= Task set =
A) Answer these questions from the jury-duty article:
(i) How many potential jurors turned up when the Home Circuit Court reopened for the Easter term?
(ii) How many people does a jury typically comprise?
(iii) Which database did Chuck say could supply the correct addresses of eligible jurors, and who maintains it?
B) Transcribe part of the jury-duty article, beginning at the words "A jury typically" and stopping after "the Jury Act.".
C) Go on with the jury-duty news article, picking up after its final sentence.

= Reading text =

DPP, JAMBAR want fewer exemptions amid worsening shortage; Chuck says fix could lie in TRN database
Justice Minister Delroy Chuck has poured cold water on a suggestion that the law be amended to widen the pool of citizens available for jury duty. Schedule A of the Jury Act, which came into effect over 40 years ago, exempts several categories of...
Justice Minister Delroy Chuck has poured cold water on a suggestion that the law be amended to widen the pool of citizens available for jury duty.
Schedule A of the Jury Act, which came into effect over 40 years ago, exempts several categories of people from serving as jurors, including public servants, doctors, lawyers, cops, soldiers, teachers, nurses, registered pharmacists, ministers of religion, pilots, masters and captains of vessels.
Custodes, lawmakers, councillors, and judges, along with their respective spouses, are also exempted.
A jury typically comprises seven people, and there are five courtrooms at the Home Circuit Court, located in downtown Kingston.
But amid a worsening juror shortage for criminal trials, chief prosecutor Paula Llewellyn and Jamaican Bar Association (JAMBAR) President Alexander Williams believe the time has come to amend the Jury Act.
The Home Circuit Court for the Corporate Area reopened on Wednesday for the Easter term, with a total of 760 cases listed, but according to the Court Administration Division, only 23 potential jurors turned up.
A total of 35 jurors are required if all the courtrooms are hearing a trial involving a single accused person.
“There needs to be a total overhaul of the exempt list in Schedule A of the principal act,” said Llewellyn, referring to the Jury Act of 1898.
Such a move, said Llewellyn, the director of public prosecutions, would enhance the public interest to have jurors available to try cases.
“The system of justice depends on different stakeholders working together towards the common goal of completing the disposal of a matter that has come before the court,” she added, while noting a recent shift towards judge-alone trials in Jamaica.
Williams, too, argued that “maybe the time has come” to expand the pool of persons who can serve as jurors.
“Don’t just take a class of persons like that and exclude them,” he insisted during an interview outside the Home Circuit Court.
But it appears that the justice minister is not persuaded by the suggestion.
“I don’t think that is what is really required right now,” Chuck told The Gleaner during an interview on Wednesday.
Instead, he said that the focus should be on getting the correct address for citizens eligible to serve as jurors. That information can be obtained through the taxpayer registration number (TRN) database maintained by Tax Administration Jamaica, Chuck suggested.

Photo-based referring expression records
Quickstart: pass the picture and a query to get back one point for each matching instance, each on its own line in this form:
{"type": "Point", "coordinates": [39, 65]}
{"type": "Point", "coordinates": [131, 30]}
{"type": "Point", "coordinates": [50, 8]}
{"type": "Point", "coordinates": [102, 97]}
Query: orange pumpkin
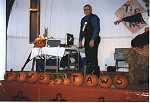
{"type": "Point", "coordinates": [77, 79]}
{"type": "Point", "coordinates": [44, 77]}
{"type": "Point", "coordinates": [91, 80]}
{"type": "Point", "coordinates": [51, 82]}
{"type": "Point", "coordinates": [105, 81]}
{"type": "Point", "coordinates": [120, 81]}
{"type": "Point", "coordinates": [58, 81]}
{"type": "Point", "coordinates": [10, 76]}
{"type": "Point", "coordinates": [39, 42]}
{"type": "Point", "coordinates": [22, 76]}
{"type": "Point", "coordinates": [32, 77]}
{"type": "Point", "coordinates": [67, 81]}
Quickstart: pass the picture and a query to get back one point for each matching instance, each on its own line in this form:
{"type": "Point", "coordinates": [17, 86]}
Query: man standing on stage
{"type": "Point", "coordinates": [89, 30]}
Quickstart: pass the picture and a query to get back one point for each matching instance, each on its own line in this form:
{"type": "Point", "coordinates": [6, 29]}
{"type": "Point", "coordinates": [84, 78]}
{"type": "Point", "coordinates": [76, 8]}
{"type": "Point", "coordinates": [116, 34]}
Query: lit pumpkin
{"type": "Point", "coordinates": [39, 42]}
{"type": "Point", "coordinates": [10, 76]}
{"type": "Point", "coordinates": [105, 81]}
{"type": "Point", "coordinates": [44, 77]}
{"type": "Point", "coordinates": [77, 79]}
{"type": "Point", "coordinates": [58, 81]}
{"type": "Point", "coordinates": [51, 82]}
{"type": "Point", "coordinates": [91, 80]}
{"type": "Point", "coordinates": [22, 76]}
{"type": "Point", "coordinates": [120, 81]}
{"type": "Point", "coordinates": [67, 81]}
{"type": "Point", "coordinates": [32, 77]}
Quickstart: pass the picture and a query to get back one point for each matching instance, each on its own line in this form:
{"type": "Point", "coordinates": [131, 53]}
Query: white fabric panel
{"type": "Point", "coordinates": [2, 38]}
{"type": "Point", "coordinates": [61, 17]}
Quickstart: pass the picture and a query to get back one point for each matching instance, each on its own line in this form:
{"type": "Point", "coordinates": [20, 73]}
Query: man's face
{"type": "Point", "coordinates": [87, 10]}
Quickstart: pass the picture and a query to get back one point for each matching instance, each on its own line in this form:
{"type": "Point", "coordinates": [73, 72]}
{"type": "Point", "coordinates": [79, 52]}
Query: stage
{"type": "Point", "coordinates": [16, 91]}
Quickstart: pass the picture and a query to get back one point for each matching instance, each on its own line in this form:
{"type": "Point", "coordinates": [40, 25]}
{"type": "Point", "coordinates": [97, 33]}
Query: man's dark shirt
{"type": "Point", "coordinates": [92, 28]}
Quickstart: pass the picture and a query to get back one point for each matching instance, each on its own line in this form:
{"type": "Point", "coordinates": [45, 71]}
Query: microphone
{"type": "Point", "coordinates": [85, 23]}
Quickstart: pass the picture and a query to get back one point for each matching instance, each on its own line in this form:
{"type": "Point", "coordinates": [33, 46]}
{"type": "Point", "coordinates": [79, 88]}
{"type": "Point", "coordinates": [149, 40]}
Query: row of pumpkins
{"type": "Point", "coordinates": [76, 79]}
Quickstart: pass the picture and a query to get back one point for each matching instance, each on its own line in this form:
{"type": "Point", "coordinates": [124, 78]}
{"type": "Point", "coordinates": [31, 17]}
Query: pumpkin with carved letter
{"type": "Point", "coordinates": [22, 76]}
{"type": "Point", "coordinates": [67, 81]}
{"type": "Point", "coordinates": [58, 81]}
{"type": "Point", "coordinates": [44, 77]}
{"type": "Point", "coordinates": [77, 79]}
{"type": "Point", "coordinates": [105, 81]}
{"type": "Point", "coordinates": [91, 80]}
{"type": "Point", "coordinates": [32, 77]}
{"type": "Point", "coordinates": [120, 81]}
{"type": "Point", "coordinates": [10, 75]}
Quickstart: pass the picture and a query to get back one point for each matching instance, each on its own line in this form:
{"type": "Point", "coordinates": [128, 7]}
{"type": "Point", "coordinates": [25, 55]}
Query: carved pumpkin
{"type": "Point", "coordinates": [39, 42]}
{"type": "Point", "coordinates": [51, 82]}
{"type": "Point", "coordinates": [10, 76]}
{"type": "Point", "coordinates": [77, 79]}
{"type": "Point", "coordinates": [32, 77]}
{"type": "Point", "coordinates": [22, 76]}
{"type": "Point", "coordinates": [120, 81]}
{"type": "Point", "coordinates": [91, 80]}
{"type": "Point", "coordinates": [67, 81]}
{"type": "Point", "coordinates": [44, 77]}
{"type": "Point", "coordinates": [58, 81]}
{"type": "Point", "coordinates": [105, 81]}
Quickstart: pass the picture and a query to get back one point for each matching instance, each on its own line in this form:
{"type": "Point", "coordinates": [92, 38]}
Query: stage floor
{"type": "Point", "coordinates": [14, 91]}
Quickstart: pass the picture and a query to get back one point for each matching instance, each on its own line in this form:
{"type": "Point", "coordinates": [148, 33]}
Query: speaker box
{"type": "Point", "coordinates": [48, 65]}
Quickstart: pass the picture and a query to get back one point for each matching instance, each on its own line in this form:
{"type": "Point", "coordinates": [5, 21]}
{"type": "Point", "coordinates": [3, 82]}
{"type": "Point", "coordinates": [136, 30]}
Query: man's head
{"type": "Point", "coordinates": [87, 9]}
{"type": "Point", "coordinates": [141, 44]}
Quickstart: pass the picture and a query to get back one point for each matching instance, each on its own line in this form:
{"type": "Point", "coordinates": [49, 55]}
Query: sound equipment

= Numbered responses =
A)
(i) 23
(ii) Seven
(iii) The taxpayer registration number (TRN) database, maintained by Tax Administration Jamaica

B)
A jury typically comprises seven people, and there are five courtrooms at the Home Circuit Court, located in downtown Kingston.
But amid a worsening juror shortage for criminal trials, chief prosecutor Paula Llewellyn and Jamaican Bar Association (JAMBAR) President Alexander Williams believe the time has come to amend the Jury Act.

C)
“To the best of my knowledge, they are using the electoral list, where, I would imagine, 70-odd per cent of those addresses are not correct. So ... the summons for jury service can’t be served, or even when they are served, it’s the wrong address,” he said.
“If you use the TRN list, which may have a fairly up-to-date address, you are likely to be able to get more persons available to serve.”
Further, the justice minister disclosed that he is now crafting a submission for Cabinet that seeks to increase the stipend paid to jurors for the duration of their service and institute a stipend to cover travelling expenses for potential jurors who show up at court but are not selected.
Currently, the latter do not get a stipend, but those selected receive $2,000 per day, a figure that Chuck acknowledged “can barely cover” daily travelling and other expenses, especially for citizens in rural areas.
He declined to disclose the rates he was proposing, noting that the submission is not yet before Cabinet and that the figures could be adjusted.
Chuck argued that it could be “burdensome” and “not wise” to remove professional groups such as teachers, nurses, and doctors from the exempt list.
“To have a doctor come to court to serve for three weeks or a nurse or a teacher ... I don’t think it would be wise,” he said.
“You take a teacher out of the classroom for three weeks, it may well be that 30 or 40 students will be without a teacher for three weeks. That would not make sense,” the minister said, explaining the “usual” rationale for the exemptions.
Llewellyn lamented, though, that the cross section of people who are available to serve as jurors “somehow has narrowed”.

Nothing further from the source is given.